*Work to complete*.
Output the following items line for line, with no changes.

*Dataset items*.
* * * * *

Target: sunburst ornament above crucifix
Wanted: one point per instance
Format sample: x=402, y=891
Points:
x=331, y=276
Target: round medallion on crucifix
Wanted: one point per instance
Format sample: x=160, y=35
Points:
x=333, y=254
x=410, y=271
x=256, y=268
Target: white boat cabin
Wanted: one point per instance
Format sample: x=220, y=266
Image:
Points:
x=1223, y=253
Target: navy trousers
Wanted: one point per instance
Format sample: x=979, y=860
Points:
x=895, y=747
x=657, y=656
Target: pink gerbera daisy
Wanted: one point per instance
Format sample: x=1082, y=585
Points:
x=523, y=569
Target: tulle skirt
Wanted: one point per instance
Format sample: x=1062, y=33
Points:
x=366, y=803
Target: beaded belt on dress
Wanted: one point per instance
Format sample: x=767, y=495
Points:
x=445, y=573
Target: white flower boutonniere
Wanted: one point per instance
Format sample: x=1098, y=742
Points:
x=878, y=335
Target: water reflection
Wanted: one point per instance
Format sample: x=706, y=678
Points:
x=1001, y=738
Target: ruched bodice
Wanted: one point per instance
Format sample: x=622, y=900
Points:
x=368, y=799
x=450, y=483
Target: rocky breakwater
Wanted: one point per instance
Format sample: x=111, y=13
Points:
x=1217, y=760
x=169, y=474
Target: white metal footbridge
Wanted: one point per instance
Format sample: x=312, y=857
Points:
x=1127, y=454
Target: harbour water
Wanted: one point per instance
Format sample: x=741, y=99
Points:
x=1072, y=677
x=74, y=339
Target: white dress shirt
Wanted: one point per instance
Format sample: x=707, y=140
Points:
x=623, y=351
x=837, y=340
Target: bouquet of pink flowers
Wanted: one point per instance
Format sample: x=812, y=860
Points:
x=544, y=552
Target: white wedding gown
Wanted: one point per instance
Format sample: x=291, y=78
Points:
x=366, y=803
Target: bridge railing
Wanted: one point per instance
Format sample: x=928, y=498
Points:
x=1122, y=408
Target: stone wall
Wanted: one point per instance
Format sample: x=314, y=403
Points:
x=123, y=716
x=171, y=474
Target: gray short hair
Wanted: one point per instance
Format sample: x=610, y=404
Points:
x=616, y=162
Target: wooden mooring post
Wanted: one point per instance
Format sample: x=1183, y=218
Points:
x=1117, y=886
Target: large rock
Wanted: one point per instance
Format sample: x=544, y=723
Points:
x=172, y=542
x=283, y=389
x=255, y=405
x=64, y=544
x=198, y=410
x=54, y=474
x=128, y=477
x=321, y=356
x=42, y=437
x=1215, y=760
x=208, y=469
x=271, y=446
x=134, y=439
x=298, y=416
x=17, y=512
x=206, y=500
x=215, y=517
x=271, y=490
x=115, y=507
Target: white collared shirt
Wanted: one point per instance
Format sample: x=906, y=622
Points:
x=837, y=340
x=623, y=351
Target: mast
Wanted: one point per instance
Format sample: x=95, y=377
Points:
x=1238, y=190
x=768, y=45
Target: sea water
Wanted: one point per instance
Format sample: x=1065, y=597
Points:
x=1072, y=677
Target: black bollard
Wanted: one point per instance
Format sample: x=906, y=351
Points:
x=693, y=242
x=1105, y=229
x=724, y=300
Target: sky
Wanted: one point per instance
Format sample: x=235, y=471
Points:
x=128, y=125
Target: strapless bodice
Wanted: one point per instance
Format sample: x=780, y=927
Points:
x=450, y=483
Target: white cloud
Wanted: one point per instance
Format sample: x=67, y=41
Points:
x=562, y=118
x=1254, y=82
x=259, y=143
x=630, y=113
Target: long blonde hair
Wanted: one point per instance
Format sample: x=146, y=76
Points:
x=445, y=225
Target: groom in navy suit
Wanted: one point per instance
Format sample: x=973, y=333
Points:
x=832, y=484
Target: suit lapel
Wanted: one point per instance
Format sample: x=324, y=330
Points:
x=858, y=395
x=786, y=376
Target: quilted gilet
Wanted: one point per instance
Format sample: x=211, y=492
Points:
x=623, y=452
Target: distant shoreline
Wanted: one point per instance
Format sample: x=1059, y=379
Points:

* * * * *

*Result below*.
Target: sunburst ornament above crucifix
Wanted: one point per instance
Format sample: x=402, y=891
Points:
x=331, y=276
Target: round medallion on crucifix
Wanted: one point per instance
Format sample: x=160, y=35
Points:
x=333, y=254
x=410, y=271
x=256, y=268
Target: white boat cabin
Wanted: one point per instance
Format sample: x=220, y=266
Image:
Points:
x=1223, y=253
Target: navy trousers
Wanted: one point per instance
Format sample: x=979, y=860
Points:
x=895, y=747
x=657, y=656
Target: pink gerbera daisy
Wanted: one point per instance
Format sample: x=1082, y=585
Points:
x=523, y=569
Target: tulle skirt
Wanted: one point per instance
Format sample: x=1062, y=33
Points:
x=366, y=803
Target: beaded belt on dress
Wanted: one point per instance
Format sample: x=767, y=495
Points:
x=445, y=573
Target: white flower boutonniere
Wanted: one point per instance
Format sample: x=1098, y=742
Points:
x=878, y=335
Target: water reflection
Wanted: one point per instance
Format sample: x=706, y=678
Points:
x=1001, y=738
Target: ruched bodice
Wanted: one point per instance
Format sample: x=622, y=900
Points:
x=368, y=799
x=450, y=483
Target: rocky breakwater
Wanted: one point per instance
Format sample: x=111, y=13
Points:
x=1217, y=760
x=169, y=474
Target: white metal footbridge
Wanted: one point per instance
Format sample: x=312, y=857
Points:
x=1127, y=454
Target: harbour water
Wanted: one point per instance
Format sample: x=741, y=99
Points:
x=1072, y=677
x=74, y=339
Target: white dress shirt
Wanted: one point per instance
Format sample: x=707, y=140
Points:
x=623, y=351
x=837, y=340
Target: bouquet of pink flowers
Wanted: one point per instance
Format sample: x=812, y=860
Points:
x=544, y=552
Target: white wedding gown
Wanted: one point per instance
Format sample: x=291, y=78
Points:
x=366, y=803
Target: bridge railing
Wanted: one point per instance
Format sample: x=928, y=498
Points:
x=1122, y=408
Target: stone wall
Wanted: one point per instance
Format sample: x=314, y=403
Points:
x=123, y=716
x=171, y=474
Target: gray short hair
Wanted: one point per instance
Format sample: x=610, y=404
Points:
x=616, y=162
Target: wooden mooring post
Wanted: one point per instance
Format sample: x=1183, y=218
Points:
x=1117, y=886
Target: large rock
Wanted: one point per instance
Format sample: x=544, y=723
Points:
x=172, y=542
x=283, y=389
x=255, y=405
x=64, y=544
x=198, y=410
x=54, y=474
x=128, y=477
x=321, y=356
x=42, y=437
x=1215, y=760
x=208, y=469
x=271, y=446
x=134, y=439
x=298, y=416
x=17, y=512
x=206, y=500
x=215, y=517
x=271, y=490
x=115, y=507
Target: white collared shirt
Wanted: one point per instance
Format sample: x=906, y=622
Points:
x=837, y=340
x=623, y=351
Target: mast
Wanted: one point per instance
Format sample: x=95, y=377
Points:
x=1238, y=190
x=768, y=45
Target: sea water
Wanted: one point per instance
Format sample: x=1065, y=597
Points:
x=1072, y=677
Target: black bollard
Wanted: one point per instance
Format sample: x=906, y=351
Points:
x=693, y=242
x=1105, y=229
x=724, y=300
Target: sky
Wanted: one point per instance
Format sample: x=235, y=471
Points:
x=128, y=125
Target: strapless bodice
Wanted: one point per instance
Format sample: x=780, y=927
Points:
x=450, y=483
Target: white cloud
Wanted: one point per instance
Format sample: x=67, y=41
Points:
x=562, y=118
x=1254, y=82
x=259, y=143
x=630, y=113
Target: long blonde hair
Wanted: one point per instance
Format sample: x=146, y=76
Points:
x=445, y=225
Target: groom in navy suit
Wanted: one point per instance
Format sample: x=973, y=333
Points:
x=832, y=484
Target: suit lapel
Wanted: one point per instance
Format sample: x=324, y=330
Points:
x=858, y=395
x=786, y=376
Target: quilted gilet
Wanted: one point per instance
Format sample: x=211, y=492
Points:
x=623, y=452
Target: distant shoreline
Wanted: one point per instance
Format sample: x=1059, y=379
Points:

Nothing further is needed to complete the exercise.